__TEXT TO READ__
——————————

With public support for the death penalty at its lowest point in more than 4
decades, the U.S. is on track for its fewest executions in a quarter century.
So far in 2016, 17 inmates have been executed, according to a database
maintained by the Death Penalty Information Center. 3 additional executions are
scheduled for this year. If all 3 proceed as planned, the year's 20 executions
will be the fewest since 1991, when 14 were recorded. The U.S. has executed at
least 28 people in each year since 1992.
Just 5 states - Alabama, Florida, Georgia, Missouri and Texas - account for the
17 completed and 3 scheduled executions this year. This represents the fewest
states to carry out executions in any year since 1983. In 1999, by comparison,
20 states conducted executions.
1 reason for the national decline in executions has been a decrease in Texas,
which is scheduled to execute 8 inmates this year, a 20-year low. Texas has
long been the nation's leader in executions, carrying out nearly 5 times as
many as any other state since the U.S. Supreme Court reinstated capital
punishment in 1976. During that span, Texas carried out 538 executions,
compared with 112 in Oklahoma and 111 in Virginia.

——————————

__MATERIAL PROVIDED__
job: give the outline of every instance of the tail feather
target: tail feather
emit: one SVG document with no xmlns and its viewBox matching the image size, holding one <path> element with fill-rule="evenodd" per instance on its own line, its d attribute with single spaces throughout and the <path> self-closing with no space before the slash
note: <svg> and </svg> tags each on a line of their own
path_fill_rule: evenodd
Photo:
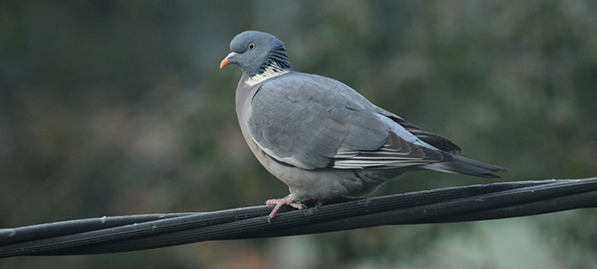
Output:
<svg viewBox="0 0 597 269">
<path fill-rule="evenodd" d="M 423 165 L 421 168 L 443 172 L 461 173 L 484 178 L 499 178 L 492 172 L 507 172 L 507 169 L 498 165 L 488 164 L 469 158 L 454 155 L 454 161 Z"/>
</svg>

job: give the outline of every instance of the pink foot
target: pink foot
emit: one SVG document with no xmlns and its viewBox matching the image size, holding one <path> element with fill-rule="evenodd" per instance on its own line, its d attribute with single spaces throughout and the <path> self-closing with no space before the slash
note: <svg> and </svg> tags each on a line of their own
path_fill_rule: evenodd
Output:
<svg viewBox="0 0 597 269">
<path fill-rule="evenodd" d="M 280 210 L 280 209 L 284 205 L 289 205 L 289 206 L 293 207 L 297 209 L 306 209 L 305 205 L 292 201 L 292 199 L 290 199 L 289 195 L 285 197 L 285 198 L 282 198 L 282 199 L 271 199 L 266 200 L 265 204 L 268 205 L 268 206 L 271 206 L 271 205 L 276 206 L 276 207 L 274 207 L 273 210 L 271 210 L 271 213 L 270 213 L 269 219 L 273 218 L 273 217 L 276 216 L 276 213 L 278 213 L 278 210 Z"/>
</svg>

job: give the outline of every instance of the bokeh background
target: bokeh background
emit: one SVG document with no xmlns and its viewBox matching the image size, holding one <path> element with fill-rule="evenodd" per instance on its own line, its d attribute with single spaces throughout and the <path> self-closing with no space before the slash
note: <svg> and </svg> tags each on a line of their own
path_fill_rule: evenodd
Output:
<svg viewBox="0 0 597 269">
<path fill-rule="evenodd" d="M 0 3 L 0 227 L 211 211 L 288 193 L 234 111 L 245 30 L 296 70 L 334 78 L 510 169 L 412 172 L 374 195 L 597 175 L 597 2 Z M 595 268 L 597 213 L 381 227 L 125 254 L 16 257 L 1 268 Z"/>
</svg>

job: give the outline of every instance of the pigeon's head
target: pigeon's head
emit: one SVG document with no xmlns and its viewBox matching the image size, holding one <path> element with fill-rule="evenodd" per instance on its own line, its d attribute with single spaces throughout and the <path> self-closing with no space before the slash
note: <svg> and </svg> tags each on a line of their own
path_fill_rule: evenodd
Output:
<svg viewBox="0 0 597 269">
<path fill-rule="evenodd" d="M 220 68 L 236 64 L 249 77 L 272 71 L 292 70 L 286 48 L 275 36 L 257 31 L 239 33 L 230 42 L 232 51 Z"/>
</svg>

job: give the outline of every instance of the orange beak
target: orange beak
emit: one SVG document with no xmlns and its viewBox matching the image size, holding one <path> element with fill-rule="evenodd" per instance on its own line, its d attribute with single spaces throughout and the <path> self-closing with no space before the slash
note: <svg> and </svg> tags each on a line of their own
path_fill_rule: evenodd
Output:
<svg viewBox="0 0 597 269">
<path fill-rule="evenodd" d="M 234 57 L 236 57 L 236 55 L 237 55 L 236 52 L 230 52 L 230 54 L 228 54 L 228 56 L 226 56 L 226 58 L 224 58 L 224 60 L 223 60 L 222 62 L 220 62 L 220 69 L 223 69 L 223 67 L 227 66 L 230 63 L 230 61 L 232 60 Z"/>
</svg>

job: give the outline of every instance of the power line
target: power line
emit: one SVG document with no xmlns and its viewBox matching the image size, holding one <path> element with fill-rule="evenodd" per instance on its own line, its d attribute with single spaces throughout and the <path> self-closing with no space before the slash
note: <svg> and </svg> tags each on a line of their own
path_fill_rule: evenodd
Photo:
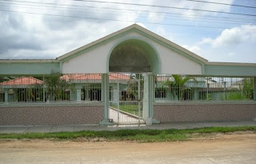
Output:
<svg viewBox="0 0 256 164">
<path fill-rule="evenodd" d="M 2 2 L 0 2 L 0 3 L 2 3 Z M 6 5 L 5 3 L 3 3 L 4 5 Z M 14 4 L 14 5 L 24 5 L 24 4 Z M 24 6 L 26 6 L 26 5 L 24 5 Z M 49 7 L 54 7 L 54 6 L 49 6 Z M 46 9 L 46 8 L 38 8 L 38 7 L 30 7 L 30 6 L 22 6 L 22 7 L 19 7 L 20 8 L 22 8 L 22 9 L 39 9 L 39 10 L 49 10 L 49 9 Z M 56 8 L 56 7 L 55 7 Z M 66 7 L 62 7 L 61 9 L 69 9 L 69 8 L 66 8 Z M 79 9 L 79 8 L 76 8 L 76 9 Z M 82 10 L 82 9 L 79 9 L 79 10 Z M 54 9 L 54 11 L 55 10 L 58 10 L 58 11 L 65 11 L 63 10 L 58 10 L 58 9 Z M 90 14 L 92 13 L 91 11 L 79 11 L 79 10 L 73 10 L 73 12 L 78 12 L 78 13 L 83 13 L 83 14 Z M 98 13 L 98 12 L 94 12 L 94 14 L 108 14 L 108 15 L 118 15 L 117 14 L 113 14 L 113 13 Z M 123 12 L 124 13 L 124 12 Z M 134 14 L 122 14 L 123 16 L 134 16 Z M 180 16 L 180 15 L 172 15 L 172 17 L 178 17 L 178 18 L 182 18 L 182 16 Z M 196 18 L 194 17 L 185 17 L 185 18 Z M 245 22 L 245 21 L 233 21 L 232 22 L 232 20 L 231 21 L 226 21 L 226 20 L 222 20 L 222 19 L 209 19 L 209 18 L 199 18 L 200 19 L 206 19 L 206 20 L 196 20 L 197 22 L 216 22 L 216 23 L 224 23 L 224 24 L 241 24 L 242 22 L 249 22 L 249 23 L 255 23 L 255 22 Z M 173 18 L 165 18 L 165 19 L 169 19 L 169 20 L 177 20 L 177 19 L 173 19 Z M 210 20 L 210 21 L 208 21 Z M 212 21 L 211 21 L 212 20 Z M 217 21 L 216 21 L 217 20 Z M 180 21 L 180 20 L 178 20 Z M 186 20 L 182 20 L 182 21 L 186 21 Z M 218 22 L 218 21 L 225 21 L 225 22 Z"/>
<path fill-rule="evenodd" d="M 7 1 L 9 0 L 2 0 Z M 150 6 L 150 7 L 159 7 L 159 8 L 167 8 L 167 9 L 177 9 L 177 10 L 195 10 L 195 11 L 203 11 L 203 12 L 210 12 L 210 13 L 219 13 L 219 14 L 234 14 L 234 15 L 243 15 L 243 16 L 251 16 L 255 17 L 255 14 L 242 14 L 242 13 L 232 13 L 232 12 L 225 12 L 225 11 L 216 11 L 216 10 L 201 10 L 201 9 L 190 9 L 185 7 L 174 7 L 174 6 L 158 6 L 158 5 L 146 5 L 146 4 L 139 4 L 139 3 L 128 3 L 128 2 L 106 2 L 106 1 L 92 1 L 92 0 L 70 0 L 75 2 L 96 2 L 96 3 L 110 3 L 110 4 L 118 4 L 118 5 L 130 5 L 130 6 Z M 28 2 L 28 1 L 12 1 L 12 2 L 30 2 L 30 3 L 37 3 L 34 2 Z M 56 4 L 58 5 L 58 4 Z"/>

——————————

__SET PROBLEM A__
In the passage on U.S. executions, how many executions did Texas carry out after capital punishment was reinstated in 1976?
__SET PROBLEM B__
From the passage on U.S. executions, quote the stretch from "With public support" through "a quarter century.".

__EXPECTED OUTPUT A__
538

__EXPECTED OUTPUT B__
With public support for the death penalty at its lowest point in more than 4
decades, the U.S. is on track for its fewest executions in a quarter century.